> _Problem statement_
From the Renren open letter below, repeat word for word the passage starting with "We understand the" and going on through "be approximately $6.72.".

> _Text segment_
==============================
Open Letter to Renren Special Committee, Board of Directors and all Renren Shareholders from private investors
Shareholders request hiring of external Financial and Legal advisors to evaluate proposal
BIRMINGHAM, Ala., Sept. 25, 2015 /PRNewswire/ -- The following is an open letter sent September 25, 2015 to the Special Committee, Board of Directors and all shareholders of Renren Inc. This is a follow-up to the open letter written on July 24, 2015.
- Sum of the parts fair value is $6.72 per share; ultimately we believe further upside remains beyond this price as investments mature
- The bid freezes out shareholders from any possible asymmetrical benefits of $500 MM FinTech-based VC portfolio
We reiterate our conviction and IMPLORE the special committee of the independent directors of Renren, Inc. ("Renren") to REJECT the extremely low privatization offer (the "Offer") of US$4.20 in cash per American Depositary Share ("ADS") from Mr. Joseph Chen ("Chen"), Chairman and CEO of Renren, and Mr. James Jian Liu ("Liu"), a Board member and COO of the Company. We further request that the special committee of the Board RETAIN external financial and legal advisors to evaluate the non-binding proposal which is standard practice. Our analysis concludes that the Offer undervalues the sum of the parts by roughly 40% and discounts tremendous value not accounted for in both its balance sheet and operating assets. Moreover, the low ball offer removes any possibility of Renren shareholders realizing the potential of its promising VC portfolio of over 25+ companies and $500MM of "at cost" investments, some of which are likely to realize windfall profits. Furthermore, ALL SHAREHOLDERS WILL NOT REALIZE future synergies that many of these investments share with Renren.com. Shareholders have waited patiently and remained loyal IN GOOD FAITH under the guise that they will benefit and, just as the investment fruits are starting to materialize, Chen and Liu are attempting to enrich themselves to the detriment of ALL OTHER SHAREHOLDERS. It is particularly unsettling to see such a lowball offer right after Chen declares that the transition is complete in the last earnings call, "Four years ago we were a social networking company, now we are a social finance company."
We understand the interest in buying out Renren at this juncture. Clearly Chen and Liu believe there is little downside at this level. It is unfathomable to think that a $4.20 per ADS offer is adequate and in the best interest of ALL the shareholders when considering fair value by our calculations to be approximately $6.72.
==============================
> _Entries supplied_
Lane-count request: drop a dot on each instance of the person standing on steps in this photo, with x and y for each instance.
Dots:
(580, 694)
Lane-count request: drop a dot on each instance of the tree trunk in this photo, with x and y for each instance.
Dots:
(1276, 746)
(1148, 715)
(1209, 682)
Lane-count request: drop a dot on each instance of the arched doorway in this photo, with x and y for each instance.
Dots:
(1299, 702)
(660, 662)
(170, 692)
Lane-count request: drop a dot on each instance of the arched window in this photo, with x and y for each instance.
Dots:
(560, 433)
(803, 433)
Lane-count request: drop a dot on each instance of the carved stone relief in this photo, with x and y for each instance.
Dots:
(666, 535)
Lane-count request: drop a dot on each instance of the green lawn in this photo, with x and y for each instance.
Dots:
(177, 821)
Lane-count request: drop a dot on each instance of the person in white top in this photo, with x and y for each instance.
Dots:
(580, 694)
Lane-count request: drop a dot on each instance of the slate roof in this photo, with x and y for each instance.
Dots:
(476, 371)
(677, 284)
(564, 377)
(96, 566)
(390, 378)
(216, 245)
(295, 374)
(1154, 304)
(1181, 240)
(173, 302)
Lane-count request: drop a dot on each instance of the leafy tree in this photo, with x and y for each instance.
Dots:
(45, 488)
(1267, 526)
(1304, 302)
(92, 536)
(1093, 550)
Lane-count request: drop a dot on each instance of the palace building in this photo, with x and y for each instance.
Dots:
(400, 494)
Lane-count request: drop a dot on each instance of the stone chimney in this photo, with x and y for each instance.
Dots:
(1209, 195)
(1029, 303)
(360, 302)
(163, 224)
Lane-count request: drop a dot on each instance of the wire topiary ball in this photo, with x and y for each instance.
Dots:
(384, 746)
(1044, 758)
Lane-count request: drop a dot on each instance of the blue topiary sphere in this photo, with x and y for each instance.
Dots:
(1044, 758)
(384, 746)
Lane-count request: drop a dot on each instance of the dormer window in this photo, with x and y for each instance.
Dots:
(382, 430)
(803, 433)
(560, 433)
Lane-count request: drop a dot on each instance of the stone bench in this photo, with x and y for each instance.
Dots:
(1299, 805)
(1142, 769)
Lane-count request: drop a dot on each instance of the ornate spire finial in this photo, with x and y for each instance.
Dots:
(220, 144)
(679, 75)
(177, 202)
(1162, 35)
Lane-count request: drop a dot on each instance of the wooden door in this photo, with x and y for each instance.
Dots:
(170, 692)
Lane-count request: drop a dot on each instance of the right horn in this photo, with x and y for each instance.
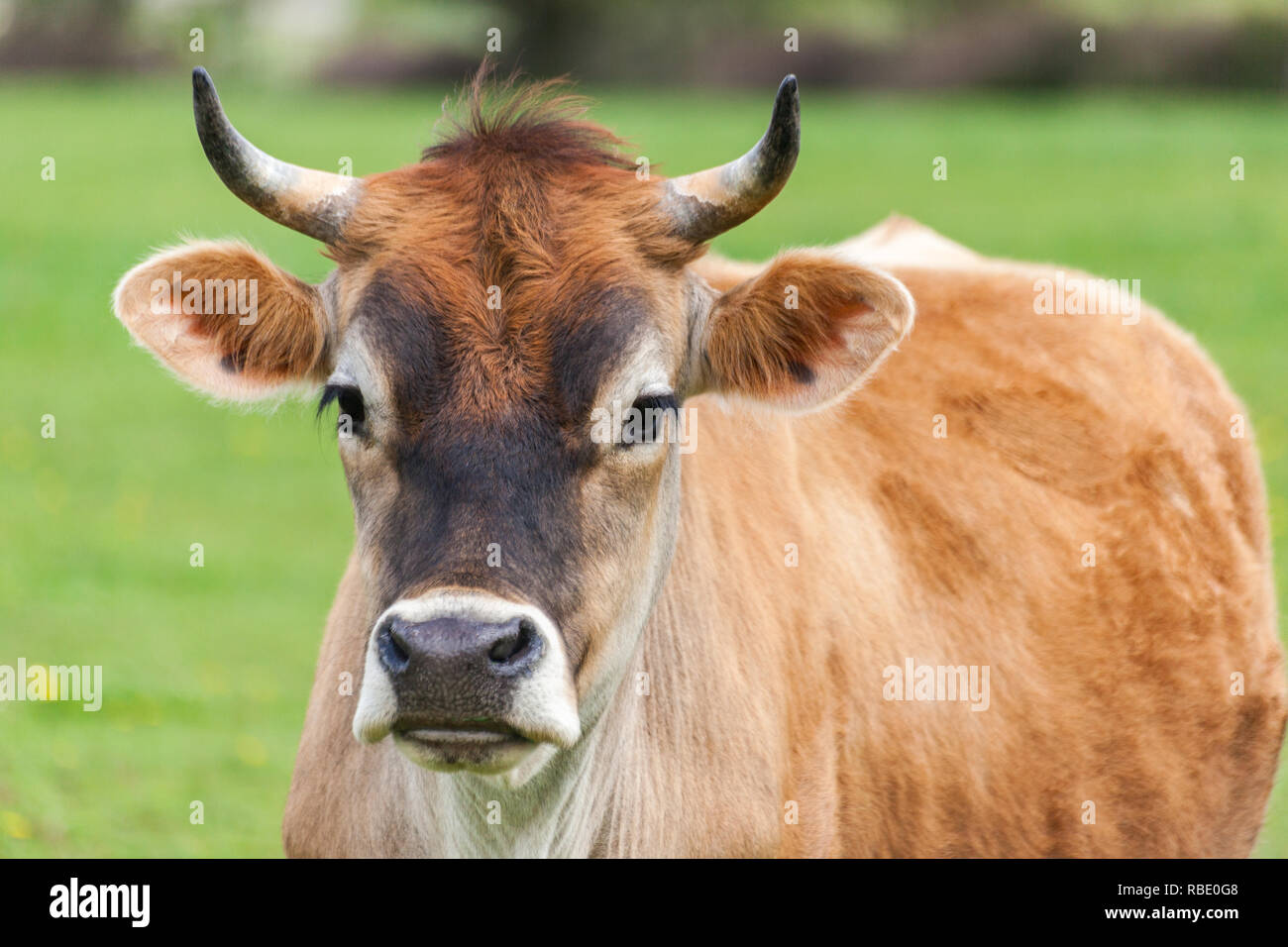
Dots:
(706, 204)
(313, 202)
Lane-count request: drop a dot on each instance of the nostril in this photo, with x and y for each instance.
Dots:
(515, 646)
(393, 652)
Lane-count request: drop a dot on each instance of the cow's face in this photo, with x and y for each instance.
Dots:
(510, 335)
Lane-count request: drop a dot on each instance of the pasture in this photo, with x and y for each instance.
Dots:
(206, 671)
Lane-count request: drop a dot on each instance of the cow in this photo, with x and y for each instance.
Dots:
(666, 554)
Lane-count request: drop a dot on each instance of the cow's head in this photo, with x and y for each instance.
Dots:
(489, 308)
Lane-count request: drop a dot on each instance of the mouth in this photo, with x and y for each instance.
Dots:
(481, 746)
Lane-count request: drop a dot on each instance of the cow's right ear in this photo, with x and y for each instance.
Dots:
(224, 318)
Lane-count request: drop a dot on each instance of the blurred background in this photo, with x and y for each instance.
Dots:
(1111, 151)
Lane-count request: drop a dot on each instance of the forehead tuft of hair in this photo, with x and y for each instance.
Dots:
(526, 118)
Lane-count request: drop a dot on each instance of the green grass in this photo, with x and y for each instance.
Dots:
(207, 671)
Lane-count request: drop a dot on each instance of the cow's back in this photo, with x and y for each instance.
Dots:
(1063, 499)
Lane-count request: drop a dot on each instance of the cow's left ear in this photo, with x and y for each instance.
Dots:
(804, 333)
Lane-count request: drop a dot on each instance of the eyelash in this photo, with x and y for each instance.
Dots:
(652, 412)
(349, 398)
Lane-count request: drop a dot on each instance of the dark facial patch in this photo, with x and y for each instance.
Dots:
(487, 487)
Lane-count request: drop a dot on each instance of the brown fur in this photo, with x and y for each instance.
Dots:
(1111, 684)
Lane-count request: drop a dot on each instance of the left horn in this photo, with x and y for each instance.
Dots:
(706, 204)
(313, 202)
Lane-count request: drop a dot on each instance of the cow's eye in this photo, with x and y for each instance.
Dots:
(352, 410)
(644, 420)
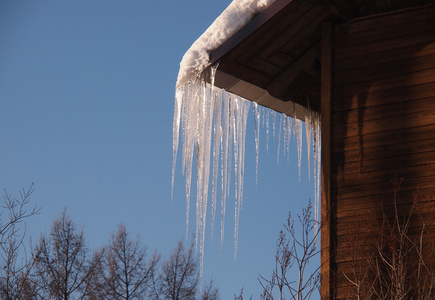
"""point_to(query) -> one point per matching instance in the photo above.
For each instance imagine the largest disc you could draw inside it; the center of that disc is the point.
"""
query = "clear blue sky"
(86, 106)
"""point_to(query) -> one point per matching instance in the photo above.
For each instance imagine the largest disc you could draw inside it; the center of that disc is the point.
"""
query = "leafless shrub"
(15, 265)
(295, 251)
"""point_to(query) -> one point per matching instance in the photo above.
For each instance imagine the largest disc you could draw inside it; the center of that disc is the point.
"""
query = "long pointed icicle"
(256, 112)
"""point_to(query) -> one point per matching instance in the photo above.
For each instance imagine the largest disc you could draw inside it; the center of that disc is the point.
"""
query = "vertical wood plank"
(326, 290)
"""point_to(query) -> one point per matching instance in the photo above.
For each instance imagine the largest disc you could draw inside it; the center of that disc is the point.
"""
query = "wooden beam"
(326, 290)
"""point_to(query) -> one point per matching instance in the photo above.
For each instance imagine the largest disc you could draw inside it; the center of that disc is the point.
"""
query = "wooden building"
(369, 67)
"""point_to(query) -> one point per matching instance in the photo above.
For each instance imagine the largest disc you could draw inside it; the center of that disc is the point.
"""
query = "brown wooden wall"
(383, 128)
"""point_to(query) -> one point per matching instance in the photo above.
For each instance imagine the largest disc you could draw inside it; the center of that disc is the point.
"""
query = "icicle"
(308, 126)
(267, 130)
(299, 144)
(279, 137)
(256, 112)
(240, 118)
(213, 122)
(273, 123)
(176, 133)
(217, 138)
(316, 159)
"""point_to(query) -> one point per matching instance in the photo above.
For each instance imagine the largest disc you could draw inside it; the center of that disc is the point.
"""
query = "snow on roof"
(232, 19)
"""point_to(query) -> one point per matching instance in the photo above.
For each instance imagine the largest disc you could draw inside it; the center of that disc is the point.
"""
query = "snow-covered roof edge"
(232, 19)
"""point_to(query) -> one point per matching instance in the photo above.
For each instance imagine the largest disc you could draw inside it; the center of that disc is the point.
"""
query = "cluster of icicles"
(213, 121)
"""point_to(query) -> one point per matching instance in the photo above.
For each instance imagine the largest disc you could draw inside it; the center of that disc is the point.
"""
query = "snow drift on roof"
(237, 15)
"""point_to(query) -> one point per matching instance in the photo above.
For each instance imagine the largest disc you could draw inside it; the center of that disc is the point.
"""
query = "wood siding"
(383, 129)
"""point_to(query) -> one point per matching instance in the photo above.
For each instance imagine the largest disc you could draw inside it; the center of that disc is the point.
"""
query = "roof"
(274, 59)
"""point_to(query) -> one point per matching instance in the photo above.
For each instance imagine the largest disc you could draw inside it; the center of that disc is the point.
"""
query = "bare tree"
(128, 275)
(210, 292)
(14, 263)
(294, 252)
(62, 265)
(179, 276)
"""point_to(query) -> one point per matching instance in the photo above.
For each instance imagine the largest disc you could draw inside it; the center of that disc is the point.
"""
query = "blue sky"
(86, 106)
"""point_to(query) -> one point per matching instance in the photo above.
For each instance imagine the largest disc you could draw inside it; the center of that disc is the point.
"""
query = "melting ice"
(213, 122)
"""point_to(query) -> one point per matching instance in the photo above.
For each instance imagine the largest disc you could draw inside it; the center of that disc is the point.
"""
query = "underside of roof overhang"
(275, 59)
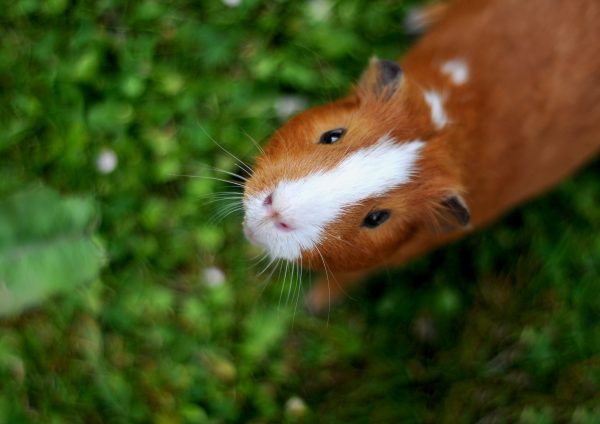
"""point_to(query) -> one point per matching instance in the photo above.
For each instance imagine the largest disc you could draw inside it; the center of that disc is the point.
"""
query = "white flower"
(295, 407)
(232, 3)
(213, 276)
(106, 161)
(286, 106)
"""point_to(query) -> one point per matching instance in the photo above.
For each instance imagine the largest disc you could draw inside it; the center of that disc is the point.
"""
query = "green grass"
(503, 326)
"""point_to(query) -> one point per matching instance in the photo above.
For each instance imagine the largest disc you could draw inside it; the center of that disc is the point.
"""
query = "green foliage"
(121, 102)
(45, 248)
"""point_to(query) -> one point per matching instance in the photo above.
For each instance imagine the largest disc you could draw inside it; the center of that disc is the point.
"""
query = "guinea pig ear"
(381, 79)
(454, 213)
==============================
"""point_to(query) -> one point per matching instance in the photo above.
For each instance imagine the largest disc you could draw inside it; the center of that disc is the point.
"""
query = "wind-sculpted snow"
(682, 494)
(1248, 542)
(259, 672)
==============================
> _Answer area_
We understand the interest in buying out Renren at this juncture. Clearly Chen and Liu believe there is little downside at this level. It is unfathomable to think that a $4.20 per ADS offer is adequate and in the best interest of ALL the shareholders when considering fair value by our calculations to be approximately $6.72.